***** DOCUMENT PASSAGE *****
No Down Payment. A security deposit equal to two months rental payments is usually all that is required.
Possible tax savings*. If a company is in the 34% tax bracket and has a finance agreement with a monthly payment of $500, the payment may be reduced to $330 – that’s a monthly savings of $170 ($500 x 34%) or $2040 annually. *Consult your tax advisor.
Flexibility. Customize a lease to fit your particular situation with skip payments or seasonal payments.
Use inflation to your advantage. If you pay cash for your equipment, you pay with today’s dollars at today’s value. Through financing, you pay with next year’s inflated dollars, and the next, and the next.
Increase profits immediately.
With financing, you only need to cover the monthly payment for the new equipment to be profitable from the first month. Example of the cost effectiveness of a finance agreement: A monthly payment of $500 divided by 30 days = a daily cost of only $16.67! Divide $16.67 by 8 work-day hours to get an hourly cost of $2.36!
Preserve bank credit lines. Financing doesn’t affect your bank borrowing limits. You still have 100% of your credit available.
Avoid obsolescence. Upgrade finances are easy with most modern equipment always available.
Conserve working capital. Cash isn’t tied up in overhead, it’s free for income producing investments. Financing improves cash flow and does not require a down payment. You can acquire the equipment and software you need without tying up capital with 100% financing. Use your working capital for other areas of your business such as expansion, improvements, marketing or R&D.
Financing agreements may have accounting benefits. Monthly payments may be deductible as operating expenses rather than accounting for the equipment as an asset.
Combine Multiple Vendors: Combine products from multiple vendors into one easy monthly payment.
Speed and Simplicity: Financing approvals can be obtained in hours and can allow you to respond quickly to new opportunities with minimal documentation and red tape. With financing, inclusion of your financial statements is generally not necessary if your transaction amount is below $150,000.
Tax treatments are determined by state and the end of term option [Buyout Option]. Documentation fees are taxable in California. Sales tax will be collected and remitted to each state by Blue Street Capital, LLC. Sales tax will always be based on the equipment location.
***** RECORDS *****
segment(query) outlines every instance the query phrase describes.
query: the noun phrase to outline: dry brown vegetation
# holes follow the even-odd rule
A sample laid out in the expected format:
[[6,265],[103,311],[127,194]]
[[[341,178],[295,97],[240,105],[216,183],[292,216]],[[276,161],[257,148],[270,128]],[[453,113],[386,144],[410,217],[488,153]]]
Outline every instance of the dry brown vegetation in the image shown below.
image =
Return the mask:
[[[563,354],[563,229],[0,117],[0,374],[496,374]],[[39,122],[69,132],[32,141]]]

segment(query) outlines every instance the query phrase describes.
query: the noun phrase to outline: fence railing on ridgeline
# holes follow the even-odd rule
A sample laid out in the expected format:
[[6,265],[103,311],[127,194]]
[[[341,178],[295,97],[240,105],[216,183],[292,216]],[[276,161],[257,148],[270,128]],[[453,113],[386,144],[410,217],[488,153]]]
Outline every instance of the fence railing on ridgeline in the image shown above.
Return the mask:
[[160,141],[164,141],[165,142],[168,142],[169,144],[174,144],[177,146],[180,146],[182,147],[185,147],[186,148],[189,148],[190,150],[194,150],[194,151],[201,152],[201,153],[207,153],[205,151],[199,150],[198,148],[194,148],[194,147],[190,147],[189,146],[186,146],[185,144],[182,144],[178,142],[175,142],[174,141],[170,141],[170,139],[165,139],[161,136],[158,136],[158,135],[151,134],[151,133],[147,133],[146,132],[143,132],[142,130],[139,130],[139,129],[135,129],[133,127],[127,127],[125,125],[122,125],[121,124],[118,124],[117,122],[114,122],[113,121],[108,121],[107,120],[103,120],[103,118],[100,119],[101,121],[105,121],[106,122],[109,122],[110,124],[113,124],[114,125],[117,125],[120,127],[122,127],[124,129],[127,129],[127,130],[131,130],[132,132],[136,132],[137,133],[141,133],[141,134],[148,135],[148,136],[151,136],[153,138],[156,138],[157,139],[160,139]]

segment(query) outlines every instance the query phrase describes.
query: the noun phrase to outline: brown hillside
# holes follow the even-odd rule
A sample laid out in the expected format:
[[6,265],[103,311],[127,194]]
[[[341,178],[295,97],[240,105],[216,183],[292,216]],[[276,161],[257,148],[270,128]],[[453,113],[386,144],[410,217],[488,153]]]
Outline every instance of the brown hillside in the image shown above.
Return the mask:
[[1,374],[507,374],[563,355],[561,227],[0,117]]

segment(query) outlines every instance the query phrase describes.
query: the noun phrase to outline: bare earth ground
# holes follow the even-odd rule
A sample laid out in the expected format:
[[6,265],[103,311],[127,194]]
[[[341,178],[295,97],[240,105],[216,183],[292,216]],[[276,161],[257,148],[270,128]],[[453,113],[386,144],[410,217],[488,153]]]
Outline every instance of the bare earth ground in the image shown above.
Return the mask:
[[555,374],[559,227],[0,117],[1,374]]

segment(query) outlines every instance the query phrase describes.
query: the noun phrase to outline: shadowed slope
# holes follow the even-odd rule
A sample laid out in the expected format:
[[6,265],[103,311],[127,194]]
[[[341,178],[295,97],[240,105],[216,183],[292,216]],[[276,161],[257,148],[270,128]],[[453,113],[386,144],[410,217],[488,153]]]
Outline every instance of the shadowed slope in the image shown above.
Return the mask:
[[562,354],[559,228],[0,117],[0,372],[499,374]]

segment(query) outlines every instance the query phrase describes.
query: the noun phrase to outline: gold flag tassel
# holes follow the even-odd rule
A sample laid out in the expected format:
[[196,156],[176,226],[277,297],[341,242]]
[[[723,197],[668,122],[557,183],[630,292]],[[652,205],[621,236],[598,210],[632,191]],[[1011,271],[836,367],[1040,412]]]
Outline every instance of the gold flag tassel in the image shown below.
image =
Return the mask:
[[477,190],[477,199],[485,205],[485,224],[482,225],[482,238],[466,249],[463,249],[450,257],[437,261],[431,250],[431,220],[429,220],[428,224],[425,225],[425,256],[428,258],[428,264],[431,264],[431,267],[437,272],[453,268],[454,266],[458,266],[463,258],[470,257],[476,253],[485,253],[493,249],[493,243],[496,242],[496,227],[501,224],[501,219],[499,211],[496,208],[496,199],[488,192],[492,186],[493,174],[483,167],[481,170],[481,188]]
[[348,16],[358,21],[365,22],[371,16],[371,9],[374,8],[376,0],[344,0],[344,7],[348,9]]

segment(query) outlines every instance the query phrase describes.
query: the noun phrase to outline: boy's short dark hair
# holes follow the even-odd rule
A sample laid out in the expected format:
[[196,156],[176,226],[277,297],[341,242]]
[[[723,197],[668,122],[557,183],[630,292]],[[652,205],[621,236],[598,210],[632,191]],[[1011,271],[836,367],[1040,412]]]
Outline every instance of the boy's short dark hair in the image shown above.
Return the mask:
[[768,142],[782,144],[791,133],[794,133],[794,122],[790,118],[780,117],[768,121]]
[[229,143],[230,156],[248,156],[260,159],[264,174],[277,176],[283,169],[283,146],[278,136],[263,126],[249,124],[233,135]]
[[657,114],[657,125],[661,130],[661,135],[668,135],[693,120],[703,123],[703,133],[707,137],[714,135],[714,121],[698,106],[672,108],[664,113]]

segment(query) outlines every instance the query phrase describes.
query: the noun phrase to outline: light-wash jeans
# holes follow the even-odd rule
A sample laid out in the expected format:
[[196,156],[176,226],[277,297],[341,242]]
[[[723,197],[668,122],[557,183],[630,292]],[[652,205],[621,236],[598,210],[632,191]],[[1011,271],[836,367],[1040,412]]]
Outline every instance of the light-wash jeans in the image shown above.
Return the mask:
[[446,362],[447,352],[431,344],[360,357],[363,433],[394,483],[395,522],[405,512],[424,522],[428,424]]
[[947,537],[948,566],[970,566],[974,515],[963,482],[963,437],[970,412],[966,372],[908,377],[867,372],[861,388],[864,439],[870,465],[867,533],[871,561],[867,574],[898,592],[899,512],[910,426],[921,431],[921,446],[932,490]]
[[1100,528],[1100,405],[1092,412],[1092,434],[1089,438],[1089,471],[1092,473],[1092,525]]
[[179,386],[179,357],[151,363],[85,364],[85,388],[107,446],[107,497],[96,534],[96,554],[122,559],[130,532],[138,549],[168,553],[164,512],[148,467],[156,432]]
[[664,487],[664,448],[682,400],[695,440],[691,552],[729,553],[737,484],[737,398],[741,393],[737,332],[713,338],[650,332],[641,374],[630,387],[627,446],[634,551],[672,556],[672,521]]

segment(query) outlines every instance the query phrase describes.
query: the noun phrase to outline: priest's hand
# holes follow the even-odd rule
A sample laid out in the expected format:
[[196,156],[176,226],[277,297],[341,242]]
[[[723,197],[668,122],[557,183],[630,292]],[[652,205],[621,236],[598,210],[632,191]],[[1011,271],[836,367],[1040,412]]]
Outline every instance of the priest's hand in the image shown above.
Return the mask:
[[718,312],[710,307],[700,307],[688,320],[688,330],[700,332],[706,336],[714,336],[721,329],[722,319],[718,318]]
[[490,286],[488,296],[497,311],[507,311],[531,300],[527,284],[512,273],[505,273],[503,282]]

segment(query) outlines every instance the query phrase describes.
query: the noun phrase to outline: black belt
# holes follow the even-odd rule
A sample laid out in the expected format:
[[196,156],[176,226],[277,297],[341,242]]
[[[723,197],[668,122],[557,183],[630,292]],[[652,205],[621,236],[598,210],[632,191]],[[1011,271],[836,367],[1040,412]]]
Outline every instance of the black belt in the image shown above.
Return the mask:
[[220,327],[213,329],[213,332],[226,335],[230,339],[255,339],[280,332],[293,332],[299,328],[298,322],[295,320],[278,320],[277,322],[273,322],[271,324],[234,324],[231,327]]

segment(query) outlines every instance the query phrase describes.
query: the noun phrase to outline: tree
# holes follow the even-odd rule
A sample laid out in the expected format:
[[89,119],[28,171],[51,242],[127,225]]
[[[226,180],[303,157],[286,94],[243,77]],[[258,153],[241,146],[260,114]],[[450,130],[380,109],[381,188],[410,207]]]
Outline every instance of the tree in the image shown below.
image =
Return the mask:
*****
--- PARTS OF THE EXERCISE ---
1. According to the equipment financing passage, what is usually all that is required in place of a down payment?
2. Output the equipment financing passage from "Preserve bank credit" to "equipment always available.".
The data are separate material from the equipment financing passage.

--- OUTPUTS FOR THE TASKS ---
1. A security deposit equal to two months of rental payments.

2.
Preserve bank credit lines. Financing doesn’t affect your bank borrowing limits. You still have 100% of your credit available.
Avoid obsolescence. Upgrade finances are easy with most modern equipment always available.